Information shown =
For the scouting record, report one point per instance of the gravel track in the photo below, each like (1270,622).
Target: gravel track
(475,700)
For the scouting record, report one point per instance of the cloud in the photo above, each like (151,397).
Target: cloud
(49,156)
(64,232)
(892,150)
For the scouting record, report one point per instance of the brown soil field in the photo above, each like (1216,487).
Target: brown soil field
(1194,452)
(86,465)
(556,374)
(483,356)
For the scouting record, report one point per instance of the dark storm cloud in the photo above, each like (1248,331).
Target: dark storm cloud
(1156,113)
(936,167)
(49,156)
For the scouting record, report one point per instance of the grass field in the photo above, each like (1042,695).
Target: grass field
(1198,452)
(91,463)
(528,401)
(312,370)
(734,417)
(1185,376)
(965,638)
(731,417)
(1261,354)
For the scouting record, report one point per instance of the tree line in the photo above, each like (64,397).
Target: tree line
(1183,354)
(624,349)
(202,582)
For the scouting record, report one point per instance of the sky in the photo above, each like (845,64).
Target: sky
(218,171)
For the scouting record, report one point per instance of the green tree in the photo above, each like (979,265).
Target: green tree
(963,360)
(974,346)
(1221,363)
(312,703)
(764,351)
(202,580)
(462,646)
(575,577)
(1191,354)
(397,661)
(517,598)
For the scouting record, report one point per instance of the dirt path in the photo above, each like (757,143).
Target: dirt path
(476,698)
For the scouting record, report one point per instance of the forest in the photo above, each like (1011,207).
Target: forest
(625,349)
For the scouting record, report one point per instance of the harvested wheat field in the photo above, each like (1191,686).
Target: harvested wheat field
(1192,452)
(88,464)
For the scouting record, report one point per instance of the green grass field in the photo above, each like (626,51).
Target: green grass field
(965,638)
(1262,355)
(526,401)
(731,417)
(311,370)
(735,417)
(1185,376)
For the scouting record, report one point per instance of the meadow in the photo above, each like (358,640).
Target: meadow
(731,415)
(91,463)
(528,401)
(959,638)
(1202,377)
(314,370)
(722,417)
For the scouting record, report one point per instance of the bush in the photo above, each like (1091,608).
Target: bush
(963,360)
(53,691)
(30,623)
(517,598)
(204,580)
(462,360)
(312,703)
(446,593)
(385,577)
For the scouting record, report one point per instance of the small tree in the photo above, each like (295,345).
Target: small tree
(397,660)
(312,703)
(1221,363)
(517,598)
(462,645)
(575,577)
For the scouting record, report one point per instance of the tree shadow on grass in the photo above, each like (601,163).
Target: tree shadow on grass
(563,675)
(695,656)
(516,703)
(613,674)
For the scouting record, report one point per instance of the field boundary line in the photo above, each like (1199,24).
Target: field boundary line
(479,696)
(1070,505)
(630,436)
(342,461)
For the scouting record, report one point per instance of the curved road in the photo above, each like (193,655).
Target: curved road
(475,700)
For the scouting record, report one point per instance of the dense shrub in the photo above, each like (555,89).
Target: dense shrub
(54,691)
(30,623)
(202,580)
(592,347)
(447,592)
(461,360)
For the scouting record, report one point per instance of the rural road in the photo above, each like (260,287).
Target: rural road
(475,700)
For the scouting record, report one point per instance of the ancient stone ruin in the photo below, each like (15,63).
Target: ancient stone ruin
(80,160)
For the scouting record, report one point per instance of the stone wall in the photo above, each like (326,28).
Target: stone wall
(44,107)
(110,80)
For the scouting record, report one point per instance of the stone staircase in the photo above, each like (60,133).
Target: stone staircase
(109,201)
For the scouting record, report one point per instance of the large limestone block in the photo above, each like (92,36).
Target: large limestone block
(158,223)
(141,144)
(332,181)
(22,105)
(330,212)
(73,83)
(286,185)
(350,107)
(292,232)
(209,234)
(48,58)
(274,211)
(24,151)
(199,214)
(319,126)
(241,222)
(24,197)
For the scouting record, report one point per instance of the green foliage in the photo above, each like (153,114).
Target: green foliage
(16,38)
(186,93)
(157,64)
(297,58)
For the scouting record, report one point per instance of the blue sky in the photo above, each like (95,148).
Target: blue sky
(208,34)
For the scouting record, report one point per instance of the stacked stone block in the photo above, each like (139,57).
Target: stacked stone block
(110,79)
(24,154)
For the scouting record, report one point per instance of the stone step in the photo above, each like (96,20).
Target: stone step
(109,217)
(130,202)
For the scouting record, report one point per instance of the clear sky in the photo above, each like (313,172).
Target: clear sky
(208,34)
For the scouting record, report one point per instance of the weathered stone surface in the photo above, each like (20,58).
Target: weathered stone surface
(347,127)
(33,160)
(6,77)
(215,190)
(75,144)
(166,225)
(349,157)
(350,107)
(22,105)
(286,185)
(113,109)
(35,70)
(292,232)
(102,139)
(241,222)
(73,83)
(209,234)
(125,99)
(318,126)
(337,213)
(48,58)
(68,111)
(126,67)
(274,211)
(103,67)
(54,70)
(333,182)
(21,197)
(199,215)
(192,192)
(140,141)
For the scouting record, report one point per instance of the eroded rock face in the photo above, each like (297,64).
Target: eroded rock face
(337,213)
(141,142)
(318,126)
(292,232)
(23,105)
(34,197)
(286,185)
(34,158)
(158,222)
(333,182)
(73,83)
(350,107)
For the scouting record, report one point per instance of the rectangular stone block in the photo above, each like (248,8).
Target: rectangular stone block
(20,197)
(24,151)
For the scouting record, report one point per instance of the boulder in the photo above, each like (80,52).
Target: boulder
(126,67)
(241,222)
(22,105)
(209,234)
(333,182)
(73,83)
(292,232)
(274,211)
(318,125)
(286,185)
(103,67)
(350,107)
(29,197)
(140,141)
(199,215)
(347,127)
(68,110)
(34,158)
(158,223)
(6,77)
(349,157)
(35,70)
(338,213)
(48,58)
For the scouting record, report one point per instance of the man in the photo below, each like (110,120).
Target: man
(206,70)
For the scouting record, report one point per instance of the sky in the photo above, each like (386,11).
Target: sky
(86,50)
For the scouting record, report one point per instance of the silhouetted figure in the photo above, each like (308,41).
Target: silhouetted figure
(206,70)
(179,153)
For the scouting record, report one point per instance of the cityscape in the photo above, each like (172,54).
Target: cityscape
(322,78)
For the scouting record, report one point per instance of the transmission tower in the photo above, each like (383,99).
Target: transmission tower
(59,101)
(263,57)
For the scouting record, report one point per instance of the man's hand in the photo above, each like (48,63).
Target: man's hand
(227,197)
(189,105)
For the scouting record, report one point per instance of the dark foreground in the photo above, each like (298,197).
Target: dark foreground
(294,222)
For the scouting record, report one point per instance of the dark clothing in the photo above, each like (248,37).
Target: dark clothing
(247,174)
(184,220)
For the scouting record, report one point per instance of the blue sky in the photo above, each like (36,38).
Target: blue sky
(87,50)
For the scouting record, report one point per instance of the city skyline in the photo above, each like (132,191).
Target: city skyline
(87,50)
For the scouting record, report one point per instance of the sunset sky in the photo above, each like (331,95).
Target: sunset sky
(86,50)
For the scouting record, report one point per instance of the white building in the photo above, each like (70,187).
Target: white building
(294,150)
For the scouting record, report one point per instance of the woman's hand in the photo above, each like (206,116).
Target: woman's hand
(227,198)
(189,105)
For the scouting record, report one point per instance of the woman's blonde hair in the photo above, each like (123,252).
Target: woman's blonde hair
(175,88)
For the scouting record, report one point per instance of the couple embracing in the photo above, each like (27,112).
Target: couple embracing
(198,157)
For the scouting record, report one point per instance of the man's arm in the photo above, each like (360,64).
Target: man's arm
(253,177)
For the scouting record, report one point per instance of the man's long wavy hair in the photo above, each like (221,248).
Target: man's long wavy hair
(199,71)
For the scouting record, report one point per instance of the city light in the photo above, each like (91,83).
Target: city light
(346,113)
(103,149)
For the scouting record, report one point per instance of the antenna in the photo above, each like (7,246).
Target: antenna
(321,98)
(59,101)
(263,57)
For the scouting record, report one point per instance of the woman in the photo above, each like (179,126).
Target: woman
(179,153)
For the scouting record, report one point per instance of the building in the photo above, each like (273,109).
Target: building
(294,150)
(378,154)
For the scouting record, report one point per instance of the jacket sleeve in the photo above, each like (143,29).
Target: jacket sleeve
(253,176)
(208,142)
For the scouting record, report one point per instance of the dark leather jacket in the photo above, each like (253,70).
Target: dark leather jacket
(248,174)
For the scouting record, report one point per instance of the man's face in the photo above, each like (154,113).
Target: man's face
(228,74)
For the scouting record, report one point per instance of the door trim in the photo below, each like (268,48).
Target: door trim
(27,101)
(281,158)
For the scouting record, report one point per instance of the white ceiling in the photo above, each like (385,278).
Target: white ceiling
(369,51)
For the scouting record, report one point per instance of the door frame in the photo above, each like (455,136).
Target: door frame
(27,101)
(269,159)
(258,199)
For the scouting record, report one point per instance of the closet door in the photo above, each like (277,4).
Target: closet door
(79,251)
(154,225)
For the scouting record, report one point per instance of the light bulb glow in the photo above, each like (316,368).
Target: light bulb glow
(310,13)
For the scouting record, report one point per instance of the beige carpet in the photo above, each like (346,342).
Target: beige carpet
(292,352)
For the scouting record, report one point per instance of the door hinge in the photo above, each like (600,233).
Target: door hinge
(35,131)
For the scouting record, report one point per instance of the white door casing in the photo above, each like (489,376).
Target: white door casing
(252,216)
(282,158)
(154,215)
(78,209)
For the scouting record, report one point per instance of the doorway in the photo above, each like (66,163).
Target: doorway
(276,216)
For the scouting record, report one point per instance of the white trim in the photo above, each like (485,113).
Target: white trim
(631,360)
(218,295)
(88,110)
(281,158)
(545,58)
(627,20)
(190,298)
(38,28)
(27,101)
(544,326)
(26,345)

What is needed = Reproduce exactly, with nothing added, the lines from the one that contains "each like (455,136)." to the end of the data.

Problem solution =
For the scouting record, report one point per instance of the door frame in the photo above, each like (455,136).
Target: door frame
(27,101)
(269,159)
(258,199)
For the scouting record, report one point per instance of the closet door in the photo above, each like (277,4).
Target: closet door
(79,251)
(154,225)
For the scouting record, report one point per instance of the light bulb glow in the photo above, each like (316,368).
Target: light bulb glow
(310,13)
For the scouting record, report one point per instance of the beige carpet in the photo above, each like (346,342).
Target: beige carpet
(292,352)
For the scouting record, report one point per instance of the door hinge in the photo above, each like (600,233).
Target: door hinge
(35,131)
For the scouting record, report one point per instance of the white door casing in the photo above, each like (489,376).
Target: white door casing
(252,216)
(282,158)
(154,215)
(78,209)
For the scouting record, report one point per instance of the doorway in the photo above, each like (66,163).
Target: doorway
(276,216)
For the scouting record, report one point per instance of the white trim in the photo above, each like (485,113).
Target: white trim
(631,360)
(218,295)
(88,110)
(281,158)
(545,58)
(627,20)
(190,298)
(38,28)
(27,101)
(544,326)
(26,345)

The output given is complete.